▶ **WORK ORDER**
Locate the line containing "label the white cloud, a point per instance." in the material below; repeat it and every line after it, exactly as written.

▶ **INFORMATION PROVIDED**
----------
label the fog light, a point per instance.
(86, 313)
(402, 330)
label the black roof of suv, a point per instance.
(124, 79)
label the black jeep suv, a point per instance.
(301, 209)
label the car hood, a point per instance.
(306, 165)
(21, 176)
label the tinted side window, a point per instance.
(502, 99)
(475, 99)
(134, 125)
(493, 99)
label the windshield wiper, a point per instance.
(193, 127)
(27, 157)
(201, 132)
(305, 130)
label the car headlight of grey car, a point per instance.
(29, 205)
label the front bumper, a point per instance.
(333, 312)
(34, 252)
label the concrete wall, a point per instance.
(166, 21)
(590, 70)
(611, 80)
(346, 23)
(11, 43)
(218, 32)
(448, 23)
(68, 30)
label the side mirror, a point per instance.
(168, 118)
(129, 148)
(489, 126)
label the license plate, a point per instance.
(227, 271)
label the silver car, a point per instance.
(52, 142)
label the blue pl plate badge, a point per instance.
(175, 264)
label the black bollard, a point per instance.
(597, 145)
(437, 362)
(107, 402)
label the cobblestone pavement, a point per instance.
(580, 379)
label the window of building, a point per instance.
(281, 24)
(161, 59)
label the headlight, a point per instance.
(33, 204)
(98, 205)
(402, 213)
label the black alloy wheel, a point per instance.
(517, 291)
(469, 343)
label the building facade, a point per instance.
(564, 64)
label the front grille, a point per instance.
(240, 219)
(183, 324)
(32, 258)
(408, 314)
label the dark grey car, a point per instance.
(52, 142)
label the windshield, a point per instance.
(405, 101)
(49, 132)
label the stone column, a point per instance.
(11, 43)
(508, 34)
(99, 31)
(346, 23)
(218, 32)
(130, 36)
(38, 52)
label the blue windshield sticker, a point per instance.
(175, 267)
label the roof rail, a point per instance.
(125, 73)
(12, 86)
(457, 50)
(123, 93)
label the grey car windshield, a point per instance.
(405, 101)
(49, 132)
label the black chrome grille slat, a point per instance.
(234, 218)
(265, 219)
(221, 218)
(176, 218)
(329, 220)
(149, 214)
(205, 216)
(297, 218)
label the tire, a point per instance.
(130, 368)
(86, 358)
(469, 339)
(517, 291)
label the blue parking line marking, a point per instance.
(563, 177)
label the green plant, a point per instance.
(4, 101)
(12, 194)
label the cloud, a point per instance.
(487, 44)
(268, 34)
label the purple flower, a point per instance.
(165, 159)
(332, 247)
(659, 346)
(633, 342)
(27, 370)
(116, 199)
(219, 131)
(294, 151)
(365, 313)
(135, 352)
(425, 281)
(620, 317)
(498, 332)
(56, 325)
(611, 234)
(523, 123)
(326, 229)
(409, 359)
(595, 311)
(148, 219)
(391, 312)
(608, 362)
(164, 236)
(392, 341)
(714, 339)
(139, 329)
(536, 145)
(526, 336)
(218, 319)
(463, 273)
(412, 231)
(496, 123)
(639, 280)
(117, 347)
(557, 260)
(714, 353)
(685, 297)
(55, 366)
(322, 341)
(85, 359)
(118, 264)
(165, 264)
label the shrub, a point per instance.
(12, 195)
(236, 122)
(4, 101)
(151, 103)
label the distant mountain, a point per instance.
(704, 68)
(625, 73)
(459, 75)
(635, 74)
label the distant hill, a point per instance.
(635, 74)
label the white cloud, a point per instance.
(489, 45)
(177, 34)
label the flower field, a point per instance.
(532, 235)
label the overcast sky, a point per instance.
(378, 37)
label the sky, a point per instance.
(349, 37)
----------
▶ **FINISHED TASK**
label the white cloud, a point per instance.
(489, 45)
(177, 34)
label the flower field, a point per instance.
(532, 235)
label the overcast sky, a point per instance.
(378, 37)
label the sky, a point per instance.
(349, 37)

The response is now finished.